Arrange the data below as a numbered list, one line per item, and leave out any blank lines.
[Start DATA SECTION]
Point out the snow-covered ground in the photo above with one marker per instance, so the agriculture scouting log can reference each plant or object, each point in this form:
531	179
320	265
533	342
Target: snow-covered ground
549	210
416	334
[End DATA SECTION]
:: EXERCISE SOLUTION ::
1. Point out the snow-covered ground in the photo above with one marker per instance, so the agriculture scouting log can reference each plant or object, each point in this form:
2. 531	179
3. 320	265
4. 533	342
5. Target: snow-covered ground
6. 549	210
7. 416	334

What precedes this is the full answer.